=== Begin Enclosure ===
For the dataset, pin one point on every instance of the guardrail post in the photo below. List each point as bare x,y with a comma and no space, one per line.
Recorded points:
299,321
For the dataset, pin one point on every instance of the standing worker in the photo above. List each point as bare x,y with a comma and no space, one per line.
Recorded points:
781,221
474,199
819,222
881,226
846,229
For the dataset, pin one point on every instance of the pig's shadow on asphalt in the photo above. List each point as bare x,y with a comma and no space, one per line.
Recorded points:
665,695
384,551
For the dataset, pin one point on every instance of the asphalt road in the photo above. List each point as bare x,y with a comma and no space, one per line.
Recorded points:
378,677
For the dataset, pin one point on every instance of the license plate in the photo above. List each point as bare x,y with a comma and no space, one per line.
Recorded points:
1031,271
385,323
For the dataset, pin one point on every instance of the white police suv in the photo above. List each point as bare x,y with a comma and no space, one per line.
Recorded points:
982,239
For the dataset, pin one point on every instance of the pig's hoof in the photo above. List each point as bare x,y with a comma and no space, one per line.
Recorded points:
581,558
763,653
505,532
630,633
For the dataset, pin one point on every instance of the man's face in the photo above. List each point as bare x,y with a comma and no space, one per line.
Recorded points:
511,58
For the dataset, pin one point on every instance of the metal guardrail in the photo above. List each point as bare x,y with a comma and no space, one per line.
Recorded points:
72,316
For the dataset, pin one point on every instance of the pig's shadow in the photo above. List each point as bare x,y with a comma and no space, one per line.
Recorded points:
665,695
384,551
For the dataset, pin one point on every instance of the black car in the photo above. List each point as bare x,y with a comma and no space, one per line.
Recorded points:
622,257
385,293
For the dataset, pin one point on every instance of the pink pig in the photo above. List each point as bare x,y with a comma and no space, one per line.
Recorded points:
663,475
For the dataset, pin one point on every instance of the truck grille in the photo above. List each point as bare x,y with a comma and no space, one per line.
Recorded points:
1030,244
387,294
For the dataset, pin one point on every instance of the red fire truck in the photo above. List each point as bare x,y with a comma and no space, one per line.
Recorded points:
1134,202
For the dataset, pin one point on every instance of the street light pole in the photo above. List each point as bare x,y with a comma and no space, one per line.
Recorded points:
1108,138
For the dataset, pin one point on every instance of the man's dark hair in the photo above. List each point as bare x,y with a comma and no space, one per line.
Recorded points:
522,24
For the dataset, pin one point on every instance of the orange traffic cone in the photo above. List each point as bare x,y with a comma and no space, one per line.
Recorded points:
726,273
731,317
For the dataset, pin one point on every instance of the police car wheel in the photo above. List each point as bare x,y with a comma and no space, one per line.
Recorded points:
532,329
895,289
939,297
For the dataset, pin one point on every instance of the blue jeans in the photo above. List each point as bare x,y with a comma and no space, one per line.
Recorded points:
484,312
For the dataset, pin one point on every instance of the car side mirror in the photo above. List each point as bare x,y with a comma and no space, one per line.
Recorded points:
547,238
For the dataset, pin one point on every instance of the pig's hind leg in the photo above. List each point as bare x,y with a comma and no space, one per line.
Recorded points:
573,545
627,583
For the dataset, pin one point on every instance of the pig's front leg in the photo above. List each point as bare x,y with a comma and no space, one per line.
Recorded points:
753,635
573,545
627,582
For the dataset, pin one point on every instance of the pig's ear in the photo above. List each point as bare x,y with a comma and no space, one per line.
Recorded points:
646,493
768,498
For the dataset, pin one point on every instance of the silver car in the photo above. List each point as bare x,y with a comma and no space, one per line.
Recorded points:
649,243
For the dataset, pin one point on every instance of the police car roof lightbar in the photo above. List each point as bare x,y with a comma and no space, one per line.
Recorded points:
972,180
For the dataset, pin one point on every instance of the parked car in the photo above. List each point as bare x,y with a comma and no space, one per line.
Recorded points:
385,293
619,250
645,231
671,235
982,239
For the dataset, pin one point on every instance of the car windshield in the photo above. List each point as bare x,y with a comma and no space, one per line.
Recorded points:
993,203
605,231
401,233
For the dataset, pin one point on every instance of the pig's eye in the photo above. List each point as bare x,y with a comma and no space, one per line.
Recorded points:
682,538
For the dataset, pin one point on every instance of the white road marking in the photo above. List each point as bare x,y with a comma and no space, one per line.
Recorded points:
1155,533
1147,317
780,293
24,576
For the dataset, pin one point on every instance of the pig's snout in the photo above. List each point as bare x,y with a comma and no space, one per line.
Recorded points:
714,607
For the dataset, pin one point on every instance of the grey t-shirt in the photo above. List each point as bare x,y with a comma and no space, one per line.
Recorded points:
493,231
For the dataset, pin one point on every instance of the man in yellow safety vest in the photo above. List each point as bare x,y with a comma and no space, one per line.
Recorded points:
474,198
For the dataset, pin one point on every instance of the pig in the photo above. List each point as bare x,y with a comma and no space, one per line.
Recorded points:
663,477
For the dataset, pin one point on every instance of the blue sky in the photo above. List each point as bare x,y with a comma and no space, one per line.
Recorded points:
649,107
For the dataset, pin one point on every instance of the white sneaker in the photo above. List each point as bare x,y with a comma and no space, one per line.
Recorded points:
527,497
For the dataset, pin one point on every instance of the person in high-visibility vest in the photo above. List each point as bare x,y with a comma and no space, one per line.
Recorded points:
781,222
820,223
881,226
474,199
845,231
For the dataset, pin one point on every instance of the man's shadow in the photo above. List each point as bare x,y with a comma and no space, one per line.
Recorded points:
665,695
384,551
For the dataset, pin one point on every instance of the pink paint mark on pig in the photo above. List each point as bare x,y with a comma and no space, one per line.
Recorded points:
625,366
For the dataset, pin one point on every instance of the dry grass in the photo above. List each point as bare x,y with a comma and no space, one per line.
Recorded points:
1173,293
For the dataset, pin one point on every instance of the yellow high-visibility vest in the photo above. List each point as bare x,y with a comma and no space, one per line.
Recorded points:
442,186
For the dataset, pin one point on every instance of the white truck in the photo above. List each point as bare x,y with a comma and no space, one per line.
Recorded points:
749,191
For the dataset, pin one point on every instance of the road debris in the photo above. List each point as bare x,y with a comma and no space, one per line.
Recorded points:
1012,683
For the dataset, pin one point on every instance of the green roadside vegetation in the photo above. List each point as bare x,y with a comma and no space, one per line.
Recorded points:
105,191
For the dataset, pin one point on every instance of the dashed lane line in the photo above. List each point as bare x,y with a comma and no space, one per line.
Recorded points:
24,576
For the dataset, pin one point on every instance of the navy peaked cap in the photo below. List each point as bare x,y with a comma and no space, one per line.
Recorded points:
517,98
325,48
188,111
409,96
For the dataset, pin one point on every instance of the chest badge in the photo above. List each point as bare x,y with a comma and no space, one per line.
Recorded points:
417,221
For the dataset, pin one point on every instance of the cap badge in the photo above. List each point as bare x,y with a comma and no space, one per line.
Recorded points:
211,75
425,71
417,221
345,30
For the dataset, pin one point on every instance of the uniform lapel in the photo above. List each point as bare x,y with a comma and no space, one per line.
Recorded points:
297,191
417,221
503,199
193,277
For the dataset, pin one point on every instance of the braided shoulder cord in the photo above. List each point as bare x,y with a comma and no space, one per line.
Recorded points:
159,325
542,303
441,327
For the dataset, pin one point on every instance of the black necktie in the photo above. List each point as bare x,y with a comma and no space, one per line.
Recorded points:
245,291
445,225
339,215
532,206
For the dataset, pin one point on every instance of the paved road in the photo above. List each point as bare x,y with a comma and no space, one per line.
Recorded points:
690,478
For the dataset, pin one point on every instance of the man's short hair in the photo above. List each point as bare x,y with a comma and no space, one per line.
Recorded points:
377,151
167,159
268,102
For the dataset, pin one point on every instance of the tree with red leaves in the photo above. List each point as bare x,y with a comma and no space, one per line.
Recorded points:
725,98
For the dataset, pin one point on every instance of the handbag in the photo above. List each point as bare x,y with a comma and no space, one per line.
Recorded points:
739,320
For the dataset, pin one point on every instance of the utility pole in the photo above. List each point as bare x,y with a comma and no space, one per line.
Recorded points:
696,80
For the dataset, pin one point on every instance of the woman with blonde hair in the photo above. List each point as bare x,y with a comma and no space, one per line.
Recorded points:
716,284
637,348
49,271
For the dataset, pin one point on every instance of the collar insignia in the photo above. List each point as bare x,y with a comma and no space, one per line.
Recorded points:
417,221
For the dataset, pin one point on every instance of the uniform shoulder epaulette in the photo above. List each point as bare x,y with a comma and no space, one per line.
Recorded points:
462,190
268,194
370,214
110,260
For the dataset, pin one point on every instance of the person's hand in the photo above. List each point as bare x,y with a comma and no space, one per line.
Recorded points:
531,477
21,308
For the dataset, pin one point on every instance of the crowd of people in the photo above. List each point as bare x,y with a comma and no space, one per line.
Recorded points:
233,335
=== End Enclosure ===
■ What you will do ■
Report every line of the preceding listing where the string "police" occurs.

■ Your solution ■
For the dataset, pin one point on every instance of the white police suv in the photo above. List each point as bare x,y with a comma and no space, one per line.
For the dataset, pin one point on every instance of the police car wheel in the photo above. List each point as bare x,y with a comma and no space, one per line.
For the dataset, pin one point on every instance of the police car roof lightbar in the photo above. List each point as bare x,y with a comma and no space, one per line.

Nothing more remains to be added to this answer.